What to do
Below is some material; transcribe all of it exactly.

[Excerpt from a dataset]

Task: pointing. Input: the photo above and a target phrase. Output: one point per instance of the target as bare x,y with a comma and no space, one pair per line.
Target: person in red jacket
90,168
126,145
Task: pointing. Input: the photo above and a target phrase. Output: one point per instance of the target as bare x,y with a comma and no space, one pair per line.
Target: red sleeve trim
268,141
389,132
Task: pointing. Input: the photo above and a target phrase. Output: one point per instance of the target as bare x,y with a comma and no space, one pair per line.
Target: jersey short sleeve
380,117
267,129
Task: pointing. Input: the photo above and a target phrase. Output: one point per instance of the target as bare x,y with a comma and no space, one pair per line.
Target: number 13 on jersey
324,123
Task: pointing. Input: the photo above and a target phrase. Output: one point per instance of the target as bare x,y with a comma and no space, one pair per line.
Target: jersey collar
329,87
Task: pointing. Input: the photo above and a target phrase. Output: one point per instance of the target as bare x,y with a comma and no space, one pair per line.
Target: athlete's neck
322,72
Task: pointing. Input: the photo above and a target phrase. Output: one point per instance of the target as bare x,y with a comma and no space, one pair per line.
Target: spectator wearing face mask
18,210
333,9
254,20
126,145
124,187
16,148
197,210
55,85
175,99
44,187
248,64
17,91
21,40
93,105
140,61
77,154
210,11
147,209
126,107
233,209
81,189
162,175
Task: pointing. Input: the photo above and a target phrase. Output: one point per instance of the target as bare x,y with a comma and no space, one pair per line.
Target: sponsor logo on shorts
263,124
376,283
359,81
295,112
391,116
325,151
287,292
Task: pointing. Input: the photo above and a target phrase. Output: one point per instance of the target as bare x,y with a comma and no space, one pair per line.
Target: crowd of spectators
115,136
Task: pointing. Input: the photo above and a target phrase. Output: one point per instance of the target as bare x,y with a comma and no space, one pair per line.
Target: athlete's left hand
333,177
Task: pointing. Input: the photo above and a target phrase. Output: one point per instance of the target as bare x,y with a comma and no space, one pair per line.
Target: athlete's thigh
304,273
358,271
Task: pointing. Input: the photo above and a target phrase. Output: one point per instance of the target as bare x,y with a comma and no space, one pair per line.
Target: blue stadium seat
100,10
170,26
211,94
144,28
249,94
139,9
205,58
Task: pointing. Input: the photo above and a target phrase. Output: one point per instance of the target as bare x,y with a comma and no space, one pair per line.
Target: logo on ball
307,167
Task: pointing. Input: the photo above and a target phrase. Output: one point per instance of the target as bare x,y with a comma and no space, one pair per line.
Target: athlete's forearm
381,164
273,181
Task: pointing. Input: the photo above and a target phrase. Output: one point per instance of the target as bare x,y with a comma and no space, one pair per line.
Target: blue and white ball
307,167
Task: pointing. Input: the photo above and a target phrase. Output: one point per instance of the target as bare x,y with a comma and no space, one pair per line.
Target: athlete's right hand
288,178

Reply
Task: pointing. Input: the photo above and a target phrase. Output: one point per instance of the target as bare x,y with a comma and no space, one pair per line.
Target: person in red jacket
90,168
126,145
Task: pointing. Input: the photo above and a target phrase. Output: one point per instance of the target as bare x,y with a comma and no space, one pair per line.
Target: red sleeve trim
268,141
389,132
Task: pointing. Input: the photo above and a target phrase. Output: one point per instance of the target as bare x,y with a comma and no space, one pair per line.
Target: jersey short sleeve
380,117
267,129
Task: pointing. Input: the photo above and a target phrase. Output: one point per instance of the target as bare x,y with a comma and no space, one pair per line.
Target: number 13 on jersey
324,123
Task: pointing. Input: the photo above and a target phrase. Output: one point per instance of the target as bare x,y with a comma and no space, one pair per line.
Target: jersey collar
329,87
Task: pointing. Input: the photo above and a target phrase. Output: one point per instance of the target as bare x,y with a comma and no space, one pair per line.
Target: athlete's neck
322,72
Task: pointing. Input: the photo above and a target phrase. Output: one point per instance of the target as bare x,y with a comma and no space, one pair per line.
Target: spectator wearing face mask
18,210
333,9
254,20
126,145
124,187
16,148
197,210
55,85
175,99
44,187
248,64
17,91
21,40
93,105
140,61
77,154
210,11
147,209
126,107
233,209
81,189
162,175
Task: pointing. Input: the photo above and a target phrase. Output: one point per instance of the target as bare x,y with a comma and no space, one pair per line.
Target: sponsor logo on shorts
263,124
376,283
359,81
295,112
391,116
325,151
287,292
Task: pointing. Input: the photo above and a target phrase. Output: one point per instance of the target as bare x,y with a comma and no space, one pair per line.
Target: crowd of spectators
115,136
Task: pointing. Input: the photo above and a target phrase. Output: one point per instance of the target as bare x,y with a comma and no space, one pair per line.
Target: athlete's left hand
333,177
Task: pointing. Input: the photo above and a target phrase. Output: one point per instance of the target as bare x,y with a comma and no space, one pair per line.
Target: athlete's thigh
304,273
358,271
Task: pointing. Input: the photo above and a target phrase. Output: one point per instance of the target as bare x,y with a comma and no space, one pair per line.
Target: blue stadium seat
100,10
170,26
211,94
144,28
249,94
139,9
205,58
Task: pointing. Input: the photo above and a target phrase. Output: one point per instance of the target as bare x,y with a comma and no space, one pair per line.
Target: logo on ball
307,167
Task: pointing. Input: the photo above and a target phrase. Output: one point per instance of the target as bare x,y with a comma and no space, one pair per line.
Target: athlete's forearm
381,164
273,181
Task: pointing. Input: the photo above and a target phrase. Output: one point per instance of the target as bare x,y with a comma and no space, one pair per line.
Target: blue and white ball
307,167
Task: pointing. Input: the photo above and a target phrase. Output: one point per instance of the target as bare x,y with a comma and no space, one pair per line.
Target: athlete's right hand
288,178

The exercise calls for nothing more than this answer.